## ATTIVITÀ DA SVOLGERE
**1)** Indica se le affermazioni (a), (b) e (c) concordano con il testo su Microdissea, rispondendo sì o no a ciascuna e citando alla lettera le parole del testo che lo decidono. (a) Guglielmo Negri fu presidente del Partito Repubblicano Italiano dal 1995 al 2000. (b) Microdissea uscì per la Vallecchi nel 1980. (c) Secondo il testo, l'unico pregio del libro è il titolo.
**2)** Nel testo su Microdissea, cambia "Vallecchi" in "Mondadori" e riscrivi il passo che comincia con "Guglielmo Negri (Roma, 5" e prosegue fino a "è il titolo.".

::: TESTO FORNITO :::

“Microdissea” di Stato, i libri inutili

"Microdissea" di Stato, i libri inutili

“Microdissea” di Stato, i libri inutili

Di Lucio Pistis©

"Microdissea" di Stato, i libri inutili

Microdissea di Guglielmo Negri, credit Mary Blindflowers©

 

Guglielmo Negri (Roma, 5 luglio 1926 – Roma, 18 ottobre 2000), presidente del Partito Repubblicano Italiano dal 1995 al 2000, docente di diritto costituzionale, collaboratore di Sandro Pertini e Francesco Cossiga, diede alle stampe nell’anno 1979 per la Vallecchi, Microdissea, uno dei libri più barbosi ed inutili che abbia avuto mai la disavventura di leggere e il cui unico aspetto positivo è il titolo.

L’autore ha scambiato l’esercizio delle belle lettere per un improbabile miscuglio tra confessione privata e discussioni più o meno tecniche di politici, giornalisti e personaggi che contano, tra Banca d’Italia, Montecitorio, Camera dei Deputati e appartamenti super-lusso in cui sbiaditi snob-personaggi si aggirano come fantasmi, annoiando profondamente il lettore con la loro boria salottiera e le loro tasche gonfie di soldi. La trama che praticamente non c’è, è unita a scampoli di parole oziose tipiche dell’upper class che sbadiglia su se stessa e ciarla di finanza, di giornali, di ville, di valori cattolici che si starebbero perdendo, come se fosse un dramma epocale:

“Se sapesse quanto mi aiutarono la fede e la preghiera… Ed ora vedo i miei figli ed i loro amici allontanarsi dalle pratiche religiose, allontanarsi dal contatto con Dio, come se per lui non ci fosse più posto nella vita dell’uomo contemporaneo… La vita è una frontiera, res severa, I giovani se ne accorgeranno mano a mano che vivranno come è accaduto a noi, E torneranno ad essere cristiani”.

Caspita che dramma l’allontanamento dalla fede per gente di plastica che vive guadagnando e guadagna vivendo.

::: VOCI ESTRATTE :::

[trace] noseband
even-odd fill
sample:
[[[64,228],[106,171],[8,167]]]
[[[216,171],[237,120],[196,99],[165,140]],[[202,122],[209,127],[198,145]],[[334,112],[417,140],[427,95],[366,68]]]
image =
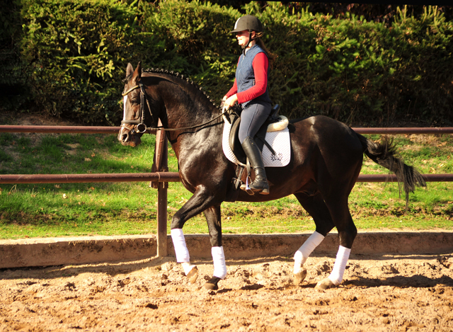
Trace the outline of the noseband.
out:
[[[140,110],[139,113],[139,120],[122,120],[121,121],[121,126],[123,127],[123,125],[137,125],[137,132],[139,134],[143,134],[147,131],[147,125],[144,124],[144,101],[147,101],[147,105],[148,105],[148,110],[149,110],[149,115],[151,115],[151,120],[153,123],[154,123],[154,117],[153,116],[152,110],[151,110],[151,107],[149,106],[149,102],[148,101],[148,98],[147,98],[147,95],[144,91],[144,86],[142,82],[139,82],[138,85],[132,87],[126,92],[123,92],[121,93],[122,96],[127,96],[130,93],[133,91],[137,88],[140,88]],[[131,134],[134,134],[134,130],[131,130]]]

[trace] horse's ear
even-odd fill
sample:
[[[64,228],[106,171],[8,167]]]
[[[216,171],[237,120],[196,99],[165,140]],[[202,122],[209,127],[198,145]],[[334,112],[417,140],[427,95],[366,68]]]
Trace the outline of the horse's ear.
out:
[[[140,80],[142,77],[142,62],[139,61],[139,64],[137,65],[137,68],[135,69],[134,76],[135,81],[138,84],[138,81]]]
[[[134,67],[131,64],[127,64],[127,67],[126,68],[126,77],[132,76],[134,72]]]

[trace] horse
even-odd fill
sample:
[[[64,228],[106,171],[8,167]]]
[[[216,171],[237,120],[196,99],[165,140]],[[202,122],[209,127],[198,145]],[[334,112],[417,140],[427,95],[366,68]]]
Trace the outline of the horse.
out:
[[[203,287],[218,290],[226,275],[222,243],[221,204],[226,200],[238,166],[222,150],[222,110],[188,78],[164,69],[134,69],[127,64],[122,96],[124,113],[117,139],[123,145],[140,144],[147,129],[166,130],[178,159],[179,176],[193,195],[171,219],[171,238],[176,261],[190,282],[197,277],[190,263],[183,227],[204,212],[212,246],[214,271]],[[157,127],[160,120],[161,125]],[[294,195],[313,217],[315,231],[294,253],[294,279],[300,285],[306,275],[304,263],[333,227],[339,246],[333,268],[317,290],[343,282],[345,266],[357,230],[350,213],[348,197],[366,155],[396,175],[403,185],[406,202],[416,185],[425,186],[421,174],[397,156],[391,139],[374,142],[346,125],[316,115],[290,121],[291,159],[283,167],[267,167],[268,195],[251,195],[239,190],[236,200],[265,202]],[[253,172],[252,172],[253,173]]]

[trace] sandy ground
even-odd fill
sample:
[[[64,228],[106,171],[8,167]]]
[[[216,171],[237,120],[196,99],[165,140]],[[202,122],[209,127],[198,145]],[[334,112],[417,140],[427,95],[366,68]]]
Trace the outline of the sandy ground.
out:
[[[333,257],[227,260],[217,291],[191,285],[174,258],[0,270],[0,331],[452,331],[453,254],[351,255],[345,281],[319,292]]]

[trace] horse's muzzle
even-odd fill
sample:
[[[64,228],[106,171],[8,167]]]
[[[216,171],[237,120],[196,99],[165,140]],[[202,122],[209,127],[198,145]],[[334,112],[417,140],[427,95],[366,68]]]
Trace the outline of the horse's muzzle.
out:
[[[131,132],[130,130],[124,127],[122,127],[120,130],[118,141],[120,141],[122,145],[129,145],[132,147],[137,147],[142,143],[142,139],[139,135]]]

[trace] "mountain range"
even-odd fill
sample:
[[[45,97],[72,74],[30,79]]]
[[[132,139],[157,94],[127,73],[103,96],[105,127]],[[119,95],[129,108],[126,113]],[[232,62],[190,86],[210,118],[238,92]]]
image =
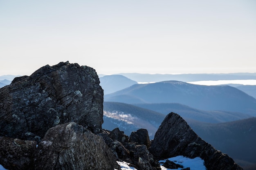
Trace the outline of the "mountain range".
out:
[[[198,81],[256,79],[256,73],[235,73],[227,74],[141,74],[123,73],[122,75],[137,82],[159,82],[177,80],[184,82]],[[104,75],[99,75],[100,79]]]
[[[256,99],[229,86],[203,86],[176,81],[134,84],[104,95],[106,102],[128,104],[177,103],[198,109],[256,116]]]
[[[103,105],[103,128],[114,129],[117,126],[127,134],[139,128],[146,128],[151,139],[154,138],[156,129],[166,116],[163,114],[129,104],[104,102]],[[186,108],[185,106],[177,106]],[[193,109],[191,108],[187,109],[189,108]],[[204,111],[200,111],[201,115],[203,117]],[[182,111],[177,113],[182,115]],[[207,115],[205,116],[207,117]],[[198,136],[217,149],[231,155],[240,165],[256,164],[254,159],[256,157],[256,117],[215,124],[195,119],[184,119]]]

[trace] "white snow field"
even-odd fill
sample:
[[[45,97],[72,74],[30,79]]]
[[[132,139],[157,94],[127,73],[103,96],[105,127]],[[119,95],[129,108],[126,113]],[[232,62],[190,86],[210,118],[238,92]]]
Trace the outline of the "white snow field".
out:
[[[171,158],[168,158],[170,161],[175,162],[176,164],[182,165],[183,166],[183,168],[179,168],[178,170],[189,167],[191,170],[207,170],[206,168],[204,165],[204,161],[199,157],[194,159],[190,159],[183,156],[178,156]],[[159,162],[164,162],[166,159],[159,161]],[[137,170],[133,167],[130,167],[128,166],[129,163],[125,162],[117,161],[121,167],[122,170]],[[172,170],[171,169],[167,169],[163,166],[161,166],[162,170]],[[177,170],[177,169],[176,169]],[[4,168],[1,165],[0,165],[0,170],[8,170]]]

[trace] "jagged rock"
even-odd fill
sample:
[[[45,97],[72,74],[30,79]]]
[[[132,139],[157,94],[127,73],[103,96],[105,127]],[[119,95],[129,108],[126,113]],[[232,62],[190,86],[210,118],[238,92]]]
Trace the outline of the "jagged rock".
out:
[[[35,157],[36,170],[120,168],[103,139],[74,122],[50,128]]]
[[[208,170],[243,170],[227,154],[201,139],[182,117],[173,113],[162,122],[149,150],[159,159],[178,155],[200,157],[204,161]]]
[[[183,168],[182,165],[175,163],[172,161],[166,160],[165,163],[163,164],[163,166],[168,169],[178,169],[178,168]]]
[[[144,145],[137,145],[135,147],[133,156],[131,157],[132,163],[139,168],[139,170],[155,170],[152,166],[154,163],[154,158]]]
[[[129,142],[135,142],[139,145],[146,145],[147,148],[151,145],[148,130],[145,129],[140,129],[136,132],[132,132],[129,138]]]
[[[110,145],[114,141],[113,139],[109,137],[108,136],[110,134],[110,131],[108,131],[106,129],[103,129],[101,133],[97,134],[102,137],[103,140],[109,147],[110,146]]]
[[[47,65],[15,78],[0,96],[0,135],[39,141],[50,128],[71,121],[101,130],[103,91],[92,68]]]
[[[10,170],[33,170],[35,141],[0,137],[0,164]]]
[[[128,160],[130,160],[129,150],[119,141],[115,140],[111,143],[110,148],[116,156],[117,160],[120,161],[119,159],[120,159],[127,162]]]
[[[124,131],[121,131],[118,128],[111,131],[108,136],[113,140],[117,140],[121,143],[128,142],[129,138],[127,135],[124,134]]]

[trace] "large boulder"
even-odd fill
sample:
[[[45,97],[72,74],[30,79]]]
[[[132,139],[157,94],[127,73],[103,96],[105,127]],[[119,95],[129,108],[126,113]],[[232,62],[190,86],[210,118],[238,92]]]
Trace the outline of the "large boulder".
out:
[[[44,66],[0,88],[0,136],[38,142],[50,128],[74,121],[97,134],[103,90],[95,71],[68,62]]]
[[[50,128],[35,158],[36,170],[119,169],[102,138],[74,122]]]
[[[35,141],[0,137],[0,164],[7,169],[34,170]]]
[[[167,115],[156,132],[149,148],[157,159],[183,155],[200,157],[208,170],[243,170],[227,154],[203,140],[178,115]]]
[[[129,138],[129,142],[137,142],[139,145],[146,145],[147,148],[151,145],[148,132],[145,129],[139,129],[136,132],[132,132]]]

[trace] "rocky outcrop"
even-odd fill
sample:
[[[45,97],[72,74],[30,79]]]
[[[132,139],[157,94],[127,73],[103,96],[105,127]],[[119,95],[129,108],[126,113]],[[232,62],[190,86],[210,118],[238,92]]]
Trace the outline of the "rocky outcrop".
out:
[[[119,169],[103,139],[74,122],[50,128],[39,144],[35,169]]]
[[[50,128],[75,122],[97,134],[103,91],[95,71],[68,62],[46,65],[0,88],[0,135],[39,142]]]
[[[148,148],[151,145],[148,132],[145,129],[139,129],[136,132],[132,132],[130,135],[129,142],[137,142],[139,145],[144,145]]]
[[[147,131],[145,130],[139,130],[132,133],[132,135],[130,137],[132,138],[132,141],[118,128],[111,131],[103,130],[99,135],[110,148],[117,161],[125,161],[138,170],[161,169],[160,164],[154,160],[153,155],[144,144],[148,144],[145,141],[149,139]],[[139,137],[138,134],[142,136]]]
[[[173,113],[163,121],[149,150],[159,159],[178,155],[200,157],[204,161],[208,170],[243,169],[227,154],[202,139],[182,117]]]
[[[34,141],[0,137],[0,164],[8,170],[33,170]]]

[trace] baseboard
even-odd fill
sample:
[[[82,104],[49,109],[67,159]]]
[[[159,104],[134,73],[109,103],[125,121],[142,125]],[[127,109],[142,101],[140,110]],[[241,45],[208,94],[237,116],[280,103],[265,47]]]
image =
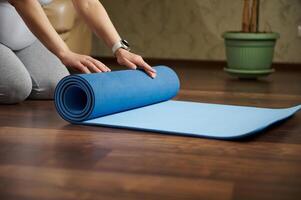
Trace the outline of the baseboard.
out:
[[[96,59],[109,64],[118,65],[116,58],[114,57],[95,57]],[[158,59],[158,58],[145,58],[150,65],[168,65],[175,67],[215,67],[224,68],[226,61],[214,61],[214,60],[184,60],[184,59]],[[275,69],[280,70],[301,70],[301,63],[273,63]]]

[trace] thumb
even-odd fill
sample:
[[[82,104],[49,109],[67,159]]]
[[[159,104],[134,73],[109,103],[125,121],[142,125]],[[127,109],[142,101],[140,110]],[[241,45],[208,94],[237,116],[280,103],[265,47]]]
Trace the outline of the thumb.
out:
[[[137,69],[137,65],[135,65],[134,63],[130,62],[127,59],[124,59],[124,65],[127,66],[130,69]]]

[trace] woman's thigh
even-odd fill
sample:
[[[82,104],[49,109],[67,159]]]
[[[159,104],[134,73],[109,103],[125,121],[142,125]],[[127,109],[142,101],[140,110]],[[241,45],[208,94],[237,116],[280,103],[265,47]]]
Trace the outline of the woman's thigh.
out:
[[[0,43],[0,104],[25,100],[32,89],[28,71],[15,53]]]
[[[58,82],[69,75],[67,68],[39,40],[15,52],[32,79],[32,99],[52,99]]]

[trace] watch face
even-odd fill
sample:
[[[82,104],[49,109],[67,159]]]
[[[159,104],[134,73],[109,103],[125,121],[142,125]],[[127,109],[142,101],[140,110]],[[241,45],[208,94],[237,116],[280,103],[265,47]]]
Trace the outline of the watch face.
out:
[[[126,41],[126,40],[121,40],[121,43],[122,43],[123,45],[125,45],[126,47],[130,47],[128,41]]]

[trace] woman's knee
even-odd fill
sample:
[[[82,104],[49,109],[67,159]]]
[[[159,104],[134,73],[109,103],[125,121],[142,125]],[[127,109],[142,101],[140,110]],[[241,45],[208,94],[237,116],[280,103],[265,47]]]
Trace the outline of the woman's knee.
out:
[[[62,66],[65,68],[65,66]],[[41,75],[38,79],[33,79],[32,91],[29,96],[30,99],[53,99],[54,91],[61,79],[68,76],[67,70],[60,70],[59,73],[53,73],[50,76]]]
[[[23,80],[12,81],[0,86],[0,103],[16,104],[24,101],[31,93],[32,84],[30,77]]]
[[[0,44],[0,104],[24,101],[32,82],[23,63],[9,48]]]

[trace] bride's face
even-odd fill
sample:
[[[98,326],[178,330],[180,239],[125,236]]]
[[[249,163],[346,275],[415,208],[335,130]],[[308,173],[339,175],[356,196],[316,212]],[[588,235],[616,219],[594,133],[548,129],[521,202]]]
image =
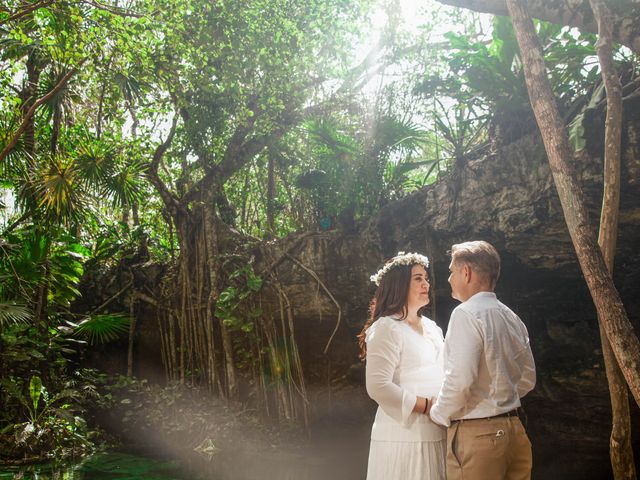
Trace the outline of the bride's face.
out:
[[[407,297],[409,312],[415,312],[429,303],[429,278],[422,265],[411,267],[411,283]]]

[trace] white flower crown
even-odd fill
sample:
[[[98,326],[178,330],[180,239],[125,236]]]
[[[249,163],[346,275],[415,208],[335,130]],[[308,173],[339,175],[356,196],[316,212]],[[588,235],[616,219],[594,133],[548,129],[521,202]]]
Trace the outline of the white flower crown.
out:
[[[429,269],[429,259],[424,255],[420,255],[419,253],[405,253],[398,252],[398,255],[393,257],[392,260],[385,263],[384,266],[376,272],[375,275],[371,275],[371,281],[376,285],[380,286],[380,281],[382,277],[386,275],[386,273],[391,270],[393,267],[398,265],[422,265],[425,270]]]

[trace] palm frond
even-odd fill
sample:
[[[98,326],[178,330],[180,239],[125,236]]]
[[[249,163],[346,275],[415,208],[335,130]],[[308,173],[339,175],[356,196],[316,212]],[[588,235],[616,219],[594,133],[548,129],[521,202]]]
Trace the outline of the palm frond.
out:
[[[122,313],[92,315],[78,324],[74,335],[87,339],[91,344],[107,343],[127,333],[130,322],[129,316]]]
[[[26,305],[15,302],[0,302],[0,328],[14,323],[27,323],[31,317],[31,310]]]
[[[73,160],[55,155],[34,182],[38,208],[51,219],[67,222],[77,219],[84,208],[81,178]]]
[[[90,188],[97,190],[114,174],[116,152],[107,142],[83,139],[77,148],[75,164]]]

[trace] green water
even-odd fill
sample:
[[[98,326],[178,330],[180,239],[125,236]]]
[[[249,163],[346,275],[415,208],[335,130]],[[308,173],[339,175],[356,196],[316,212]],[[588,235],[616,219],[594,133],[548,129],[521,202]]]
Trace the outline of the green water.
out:
[[[192,480],[177,462],[128,453],[99,453],[78,463],[0,466],[0,480]]]

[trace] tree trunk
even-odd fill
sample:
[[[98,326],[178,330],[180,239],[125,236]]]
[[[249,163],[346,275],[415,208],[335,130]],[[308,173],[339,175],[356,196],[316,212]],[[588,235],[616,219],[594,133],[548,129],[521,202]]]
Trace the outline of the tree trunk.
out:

:::

## ELENCO RISPOSTE
**1)**
(a) Sì: "presidente del Partito Repubblicano Italiano dal 1995 al 2000".
(b) No: "diede alle stampe nell’anno 1979 per la Vallecchi".
(c) Sì: "il cui unico aspetto positivo è il titolo".

**2)**
Guglielmo Negri (Roma, 5 luglio 1926 – Roma, 18 ottobre 2000), presidente del Partito Repubblicano Italiano dal 1995 al 2000, docente di diritto costituzionale, collaboratore di Sandro Pertini e Francesco Cossiga, diede alle stampe nell’anno 1979 per la Mondadori, Microdissea, uno dei libri più barbosi ed inutili che abbia avuto mai la disavventura di leggere e il cui unico aspetto positivo è il titolo.